** begin RECORDED INFORMATION **
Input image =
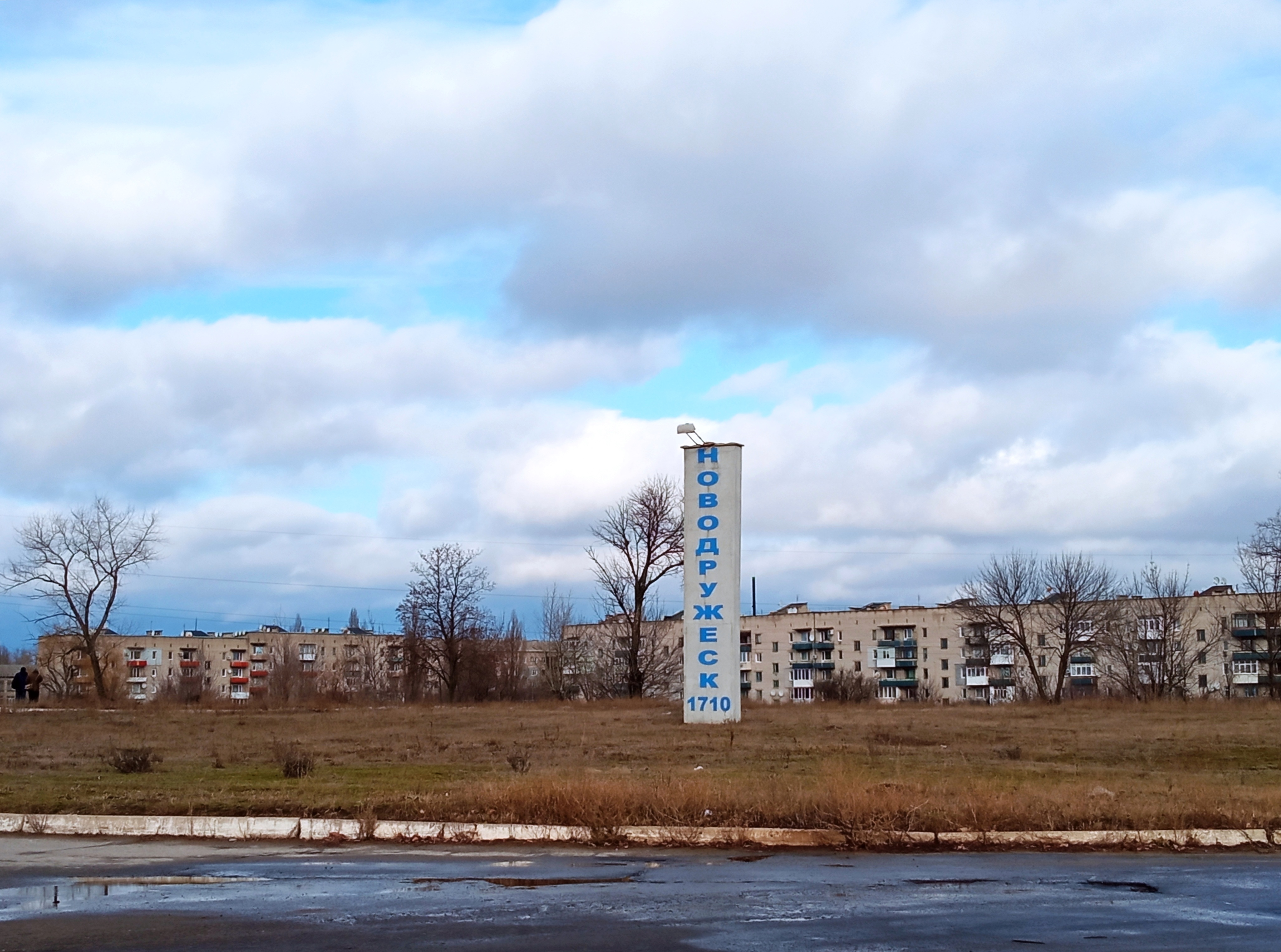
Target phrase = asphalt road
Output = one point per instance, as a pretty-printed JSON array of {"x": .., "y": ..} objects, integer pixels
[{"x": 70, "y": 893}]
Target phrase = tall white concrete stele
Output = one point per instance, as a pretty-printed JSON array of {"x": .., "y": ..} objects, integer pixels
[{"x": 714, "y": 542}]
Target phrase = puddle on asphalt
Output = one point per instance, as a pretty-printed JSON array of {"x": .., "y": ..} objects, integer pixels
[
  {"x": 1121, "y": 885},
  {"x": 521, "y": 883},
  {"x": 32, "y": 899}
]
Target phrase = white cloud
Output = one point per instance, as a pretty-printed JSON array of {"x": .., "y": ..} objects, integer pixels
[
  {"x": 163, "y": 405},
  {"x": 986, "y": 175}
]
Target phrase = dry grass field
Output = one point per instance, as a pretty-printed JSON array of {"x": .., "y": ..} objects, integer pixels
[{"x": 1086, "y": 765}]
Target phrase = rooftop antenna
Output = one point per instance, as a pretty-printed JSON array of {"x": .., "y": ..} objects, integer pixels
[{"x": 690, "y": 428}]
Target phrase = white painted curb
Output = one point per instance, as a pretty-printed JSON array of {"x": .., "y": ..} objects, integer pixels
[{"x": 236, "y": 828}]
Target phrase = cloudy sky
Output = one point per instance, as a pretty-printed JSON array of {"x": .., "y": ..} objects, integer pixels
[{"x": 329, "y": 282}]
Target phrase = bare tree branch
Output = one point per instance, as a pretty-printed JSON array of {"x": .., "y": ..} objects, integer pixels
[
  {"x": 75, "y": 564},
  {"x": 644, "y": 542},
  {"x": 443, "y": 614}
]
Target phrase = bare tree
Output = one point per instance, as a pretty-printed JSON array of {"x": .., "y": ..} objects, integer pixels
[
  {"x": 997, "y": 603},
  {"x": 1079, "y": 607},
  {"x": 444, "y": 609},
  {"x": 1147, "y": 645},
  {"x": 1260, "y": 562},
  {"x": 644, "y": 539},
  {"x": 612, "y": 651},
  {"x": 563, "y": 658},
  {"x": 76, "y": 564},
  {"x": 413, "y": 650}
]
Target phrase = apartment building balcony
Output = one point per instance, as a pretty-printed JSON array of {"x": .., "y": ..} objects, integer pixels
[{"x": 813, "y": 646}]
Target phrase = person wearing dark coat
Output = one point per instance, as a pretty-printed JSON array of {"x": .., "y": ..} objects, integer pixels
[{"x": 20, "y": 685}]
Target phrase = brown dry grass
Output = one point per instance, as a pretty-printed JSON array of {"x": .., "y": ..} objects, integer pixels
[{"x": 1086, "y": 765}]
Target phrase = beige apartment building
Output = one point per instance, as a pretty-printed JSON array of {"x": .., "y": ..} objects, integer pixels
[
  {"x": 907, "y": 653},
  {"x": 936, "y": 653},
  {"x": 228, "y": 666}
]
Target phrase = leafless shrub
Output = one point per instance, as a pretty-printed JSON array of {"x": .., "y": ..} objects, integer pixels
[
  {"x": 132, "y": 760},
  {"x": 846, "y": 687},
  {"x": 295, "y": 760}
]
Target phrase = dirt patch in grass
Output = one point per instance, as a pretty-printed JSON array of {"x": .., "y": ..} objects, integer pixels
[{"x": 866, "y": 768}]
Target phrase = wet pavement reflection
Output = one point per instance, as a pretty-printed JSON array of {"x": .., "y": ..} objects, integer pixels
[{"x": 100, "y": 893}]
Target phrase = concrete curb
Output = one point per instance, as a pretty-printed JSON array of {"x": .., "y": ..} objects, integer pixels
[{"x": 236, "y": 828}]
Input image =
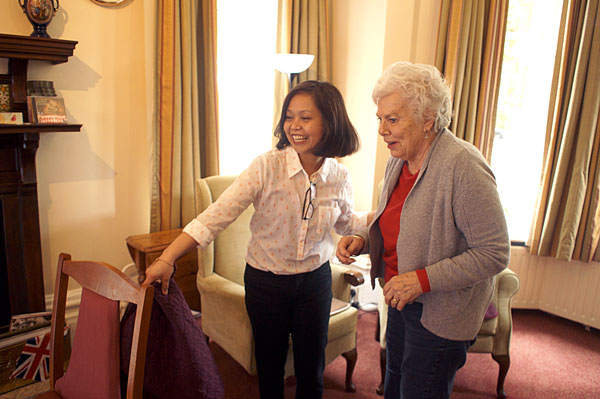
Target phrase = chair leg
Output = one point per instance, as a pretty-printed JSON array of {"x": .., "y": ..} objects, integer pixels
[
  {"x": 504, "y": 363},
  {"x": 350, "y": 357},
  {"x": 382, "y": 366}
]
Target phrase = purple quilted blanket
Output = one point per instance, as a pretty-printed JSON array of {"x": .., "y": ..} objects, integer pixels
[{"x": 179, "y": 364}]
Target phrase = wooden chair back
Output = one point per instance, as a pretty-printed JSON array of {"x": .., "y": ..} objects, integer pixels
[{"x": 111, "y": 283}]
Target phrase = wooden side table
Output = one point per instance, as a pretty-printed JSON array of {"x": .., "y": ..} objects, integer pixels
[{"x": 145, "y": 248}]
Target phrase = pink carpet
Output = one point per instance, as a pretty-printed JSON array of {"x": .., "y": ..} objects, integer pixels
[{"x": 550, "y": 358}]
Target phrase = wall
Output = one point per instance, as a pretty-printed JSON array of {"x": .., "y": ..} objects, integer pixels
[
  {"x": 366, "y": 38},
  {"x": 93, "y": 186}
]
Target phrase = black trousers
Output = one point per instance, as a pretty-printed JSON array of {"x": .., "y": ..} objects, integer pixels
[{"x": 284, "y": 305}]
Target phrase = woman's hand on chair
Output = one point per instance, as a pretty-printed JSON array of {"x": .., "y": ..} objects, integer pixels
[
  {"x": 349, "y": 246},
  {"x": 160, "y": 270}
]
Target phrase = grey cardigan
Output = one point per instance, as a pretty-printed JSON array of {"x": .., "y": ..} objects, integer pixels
** end RECORDED INFORMATION **
TASK DIRECTIONS: The answer consists only of the lines from the one containing "Target phrase = wooden side table" to the end of the records, each written out exactly.

COMPLETE ANSWER:
Target phrase = wooden side table
Output = one point per instance, as a pretty-printed JSON array of {"x": .., "y": ..} objects, integer pixels
[{"x": 145, "y": 248}]
Target phrase = pink carpet
Output = one point per instance, as a pretty-printed JSON array of {"x": .., "y": ..} objects, integer pixels
[{"x": 550, "y": 358}]
Target phrase = wall
Output = one point per instance, as a pretty-printed JSON array of {"x": .., "y": ..} objects, integer pixels
[
  {"x": 366, "y": 38},
  {"x": 93, "y": 186}
]
Target phrase = black trousers
Output = one point per instance, as a pretty-printed JSON array of {"x": .., "y": ..} objects, integer pixels
[{"x": 284, "y": 305}]
Target phrase = woman's hand on chair
Output = one point per instance, as a pretty-printed JSON array of {"x": .., "y": ..} objects, integer pixels
[
  {"x": 349, "y": 246},
  {"x": 160, "y": 270}
]
Target phrase = grey cardigan
Output = one point per instance, as a pretty-printed JSON array of {"x": .., "y": ..} objects, integer pixels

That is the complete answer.